» **Text to read**

‘Be brave and back brave’: Special Group’s Lindsey Evans responds to ‘confused’ industry
Special Group’s founding partner and CEO, Lindsey Evans, has told a room of aspiring talent they need to “be brave and back brave” as a way of combating a confused industry.
“Our industry, more than many at the moment, feels confused and is confusing, and it is getting more confusing everyday,” she said. “Within that is the tendency to take the path to least resistance, the flight to safety, to the safe path.
“We owe it to ourselves and to the effort we all put into the industry, but more importantly we owe it to our future generations, to find another way. For me that other way is about bravery, it is about being brave, it’s about believing in brave and it is about backing brave,” Evans said.
Speaking at the Communications Council’s Hunting with One Bullet panel, Evans referenced Special Group’s Australian Open Uber Eats campaign, which took over the last commercial break to make viewers think they were watching the tennis game after the ad break.

[Dataset records]
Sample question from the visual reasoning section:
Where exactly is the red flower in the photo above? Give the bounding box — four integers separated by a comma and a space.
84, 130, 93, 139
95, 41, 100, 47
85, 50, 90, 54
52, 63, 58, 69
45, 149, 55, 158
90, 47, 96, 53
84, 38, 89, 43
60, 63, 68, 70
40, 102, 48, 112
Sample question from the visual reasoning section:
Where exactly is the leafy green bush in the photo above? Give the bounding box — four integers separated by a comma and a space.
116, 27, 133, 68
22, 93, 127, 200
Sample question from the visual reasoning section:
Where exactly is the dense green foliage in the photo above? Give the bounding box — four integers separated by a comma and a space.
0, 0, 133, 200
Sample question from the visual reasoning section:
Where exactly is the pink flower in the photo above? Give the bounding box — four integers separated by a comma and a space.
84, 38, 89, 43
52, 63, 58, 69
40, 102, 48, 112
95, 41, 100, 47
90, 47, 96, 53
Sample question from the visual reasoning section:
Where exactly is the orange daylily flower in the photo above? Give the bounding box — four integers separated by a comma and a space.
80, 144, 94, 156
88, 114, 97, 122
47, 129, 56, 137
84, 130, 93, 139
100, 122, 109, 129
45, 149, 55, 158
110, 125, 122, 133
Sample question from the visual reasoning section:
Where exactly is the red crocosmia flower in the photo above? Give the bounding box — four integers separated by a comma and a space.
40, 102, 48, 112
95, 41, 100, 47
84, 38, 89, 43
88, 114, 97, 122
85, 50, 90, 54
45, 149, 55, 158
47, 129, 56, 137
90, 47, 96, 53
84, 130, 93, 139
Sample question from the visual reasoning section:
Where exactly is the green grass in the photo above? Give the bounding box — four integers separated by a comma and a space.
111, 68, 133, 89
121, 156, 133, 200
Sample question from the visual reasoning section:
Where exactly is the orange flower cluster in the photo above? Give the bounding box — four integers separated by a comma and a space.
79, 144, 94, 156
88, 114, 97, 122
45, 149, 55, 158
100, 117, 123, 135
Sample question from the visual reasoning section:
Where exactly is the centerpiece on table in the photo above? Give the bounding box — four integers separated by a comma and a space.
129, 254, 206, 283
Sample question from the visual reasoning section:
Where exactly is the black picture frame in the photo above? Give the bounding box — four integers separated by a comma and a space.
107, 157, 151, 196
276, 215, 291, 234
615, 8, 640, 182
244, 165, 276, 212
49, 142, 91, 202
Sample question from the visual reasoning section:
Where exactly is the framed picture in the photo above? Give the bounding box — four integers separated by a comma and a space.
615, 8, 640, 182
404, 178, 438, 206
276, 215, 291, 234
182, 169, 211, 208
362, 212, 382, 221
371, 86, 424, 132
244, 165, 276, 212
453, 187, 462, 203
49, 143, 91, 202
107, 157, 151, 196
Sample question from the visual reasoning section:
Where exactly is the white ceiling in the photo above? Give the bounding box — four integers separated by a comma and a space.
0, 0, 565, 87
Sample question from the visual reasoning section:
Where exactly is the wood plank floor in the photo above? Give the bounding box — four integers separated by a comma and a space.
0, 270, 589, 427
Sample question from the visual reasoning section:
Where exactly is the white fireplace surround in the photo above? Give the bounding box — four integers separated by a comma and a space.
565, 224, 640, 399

» **Work to complete**
1. Using the article about Lindsey Evans, answer these:
(a) What positions does Evans hold at Special Group?
(b) At which panel was she speaking?
(c) Which brand's Australian Open campaign did she refer to?
2. From the article about Lindsey Evans, extract the passage between "Speaking at the" and "the ad break.", inclusive.
3. Write what comes next in the article about Lindsey Evans, picking up right after its last sentence.
You won't need the rows to do any of this.

» **Results of the tasks**
1.
(a) Founding partner and CEO.
(b) The Communications Council's Hunting with One Bullet panel.
(c) Uber Eats.

2.
Speaking at the Communications Council’s Hunting with One Bullet panel, Evans referenced Special Group’s Australian Open Uber Eats campaign, which took over the last commercial break to make viewers think they were watching the tennis game after the ad break.

3.
Using this campaign as an example of bravery in advertising, Evans explained how it “broke every rule in terms of sponsorship”.
However, the bravery and success of the campaign did not come without challenges, she explained.
“We broke every rule in terms of a sponsorship and a partnership, we got access to players, access to the court, we broke rules around real time. Everything was a first in every way, but of course, now that’s done, you can’t just repeat it.
“As creative as we are, as soon as it is done, we have to find new ways to be brave.”
To execute to these brave ideas, Evans says the industry needs to put itself out there and not be afraid to ask hard questions.
“It is more important than ever that we can play judo with conventional wisdom and that we can ask the hard questions and that we can break the rules.
“We are not in the people pleasing business, we are in the engagement business, and brave means that we are willing to not always go the popular way. We are willing to have the hard conversations, knowing that what we are saying to a client may feel like it is not a good relationship in that moment, but we know that in time it will become the best thing that we ever did. That takes bravery.”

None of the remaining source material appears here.